_Text block_

— START —

Blog / Global Trading / Investment landscape changes:
Global Trading / Investment landscape changes:
In the “Learning Center” material we stated that the current implementation of the predictor system is not taking into account the financial or stock markets outside of the US to make the final computation.
It must be handled separately, taken into account by the market player.
One reason of this is the extremely complex global investment landscape, impacted by government politics and many other factors, which is very hard to quantify, in addition to the fact that the whole impact changes very dynamically.
The population of Earth was less than 1 billion about 100 years ago.
Today it is over 6 billion, and there is a tough competitive rage for the resources of the planet. (Oil, other non-renewable resources, energy, food, water, metal, especially precious metals…)
The other major reason of this rage is that the world financial system is broken, the people do not trust governments and fiat money to help them store the value of their savings any more.
We are witnessing tectonic shifts in the global economic landscape, changes, that will rearrange the weights of many countries, whether we like it or not.
The most important drive of these changes is the US, and the BRIC countries (Chine, India, Russia and Brazil), as the BRIC forces the developed world to readjust their life to accommodate the needs of those emerging markets.
Their argument is pretty simple and compelling: It is not fair that less than 5% of the word population consumes more than 50% of the resources, while others probably working even harder, can’t enjoy the benefits of the planet as much as they would like to.
The governments of the BRIC countries made it clear, that they would like to have their impact increased in the forums of world economic decision makers.
It is also obvious, that they got very disappointed in the US political leadership and about the future of the US dollar. So they openly following a strategy which will help them in the decoupling from the current dependencies to the western economic world leadership, by strengthening economic ties between BRIC members.
The US stock market participants might quickly conclude, that because the importance of the western economies decreases, the developments in China, India, Russia and Brazil have a crucial impact on Wall Street developments.
To investigate the interdependencies of some important world markets, we do not even need to go outside of the US stock markets.
There are many Global ETF – s currently traded on US exchanges, and those ETF-s mirroring the performance of the stock market of foreign economies.
The ETF Symbols, that we used in our study:
- US: S&P500: $SPX
- Australia: EWA
- Japan: EWJ
- South Korea: EWY
- China: FXI
- S&P Europe 350: IEV
- Brazil: EWZ
- Russia: RSX
- India: INP
We studied the correlation of these indices Before the US recession period (January 2003 till December 2007) and after the start of the US recession (From 2007 December till 2010 October)
The two exceptions are INP, following the Indian market index and RSX, following the Russian index. These two symbols were not traded from the beginning of our test period, so we examined them only after the start of the US recession.
The correlation of these ETF-s to the US economy – mirroring S&P500 index shows us some very interesting dynamics in the following table:
Note, that when we calculated the Correlation, we used the Daily percentage changes in the above mentioned ETF-s and the S&P500 index.

— END —

_Dataset entries_

— START —

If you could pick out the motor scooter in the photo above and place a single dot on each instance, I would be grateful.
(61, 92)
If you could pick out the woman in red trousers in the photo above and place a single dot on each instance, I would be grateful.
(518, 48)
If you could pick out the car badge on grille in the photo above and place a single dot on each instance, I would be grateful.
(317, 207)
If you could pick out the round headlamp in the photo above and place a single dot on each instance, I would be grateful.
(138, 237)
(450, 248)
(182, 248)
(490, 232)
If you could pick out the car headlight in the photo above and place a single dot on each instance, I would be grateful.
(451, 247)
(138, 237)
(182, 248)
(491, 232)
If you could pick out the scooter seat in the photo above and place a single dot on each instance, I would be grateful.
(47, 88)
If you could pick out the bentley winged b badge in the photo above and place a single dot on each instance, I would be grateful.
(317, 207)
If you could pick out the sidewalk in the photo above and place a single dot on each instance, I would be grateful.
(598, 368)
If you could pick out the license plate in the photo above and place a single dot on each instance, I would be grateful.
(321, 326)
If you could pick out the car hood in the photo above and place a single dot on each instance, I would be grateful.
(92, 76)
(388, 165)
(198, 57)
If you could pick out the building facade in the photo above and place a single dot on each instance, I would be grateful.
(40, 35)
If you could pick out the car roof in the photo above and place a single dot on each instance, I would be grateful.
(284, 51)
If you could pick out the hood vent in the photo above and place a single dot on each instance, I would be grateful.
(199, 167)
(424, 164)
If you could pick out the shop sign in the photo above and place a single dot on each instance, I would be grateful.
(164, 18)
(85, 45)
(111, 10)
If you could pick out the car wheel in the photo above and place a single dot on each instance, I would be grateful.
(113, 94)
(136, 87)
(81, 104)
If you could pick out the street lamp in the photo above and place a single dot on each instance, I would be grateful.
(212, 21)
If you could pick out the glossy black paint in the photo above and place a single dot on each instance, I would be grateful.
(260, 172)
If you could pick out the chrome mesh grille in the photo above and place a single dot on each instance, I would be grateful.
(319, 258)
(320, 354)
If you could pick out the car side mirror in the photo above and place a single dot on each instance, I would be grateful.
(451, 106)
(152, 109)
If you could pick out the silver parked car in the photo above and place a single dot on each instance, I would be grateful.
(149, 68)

— END —

_Written instruction 1_
Please reproduce the passage of the post on global investment changes starting at "It is also obvious, that" and ending at "of foreign economies.".
_Written instruction 2_
In the post on global investment changes, which ETF symbol is given for South Korea?
_Written instruction 3_
Carry the post on global investment changes forward from its final sentence.

_Answer 1_
It is also obvious, that they got very disappointed in the US political leadership and about the future of the US dollar. So they openly following a strategy which will help them in the decoupling from the current dependencies to the western economic world leadership, by strengthening economic ties between BRIC members.
The US stock market participants might quickly conclude, that because the importance of the western economies decreases, the developments in China, India, Russia and Brazil have a crucial impact on Wall Street developments.
To investigate the interdependencies of some important world markets, we do not even need to go outside of the US stock markets.
There are many Global ETF – s currently traded on US exchanges, and those ETF-s mirroring the performance of the stock market of foreign economies.

_Answer 2_
EWY

_Answer 3_
Some of the important conclusions and considerations:
- Before the beginning of the US recession, all world markets had relatively lower dependency from the US markets, excluding the European S&P350 index, which correlated pretty well even before the crisis.
- Since the beginning of the recession the correlation increased, in some cases (Like Australia) increased considerably, and currently have a relatively high value, even though the BRIC would like to decouple, the US crisis gripping them all. though the performance of the Asian markets are better, in some cases much better than the performance of the US market (For example Korean index moved up about 20%, while the S&P500 moved up only about 10% recently) the direction of the movements are often in synch.
- The present correlation between the S&P Europe 350 and the US S&P500 is the highest, it is almost frighteningly high. The 0.92 correlation means for the trader, that every time, when the European index up / down more than a little (For example in the green or in the red 0.5%) than the US market will be Up / Down the same day with a roughly 70% probability just based on these correlations.
It is almost assuring, that in case Either Europe or US slips back into recession, than the other will follow pretty soon.
- Contrary to certain common belief, this data suggest, that Wall Street Today exert more impact over the word economy than it did 3 years ago, before the financial crisis started.
- The least correlated market currently is India, but its index still have a relatively high correlation.
- Diversification between international stock markets will
not work very well during this highly correlated period.
- Globalization and growing international trade volume during the past 20 - 30 years increased the interdependencies of the international markets. It is good and could be really fruitful, if the population of the world can enjoy piece.
But if piece would be disrupted by potential economic or financial breakdowns or wars, than the consequences could affect the whole world population. This also means that the responsibilities of major economic powers and decision makers increased.
Enjoy Your Trading.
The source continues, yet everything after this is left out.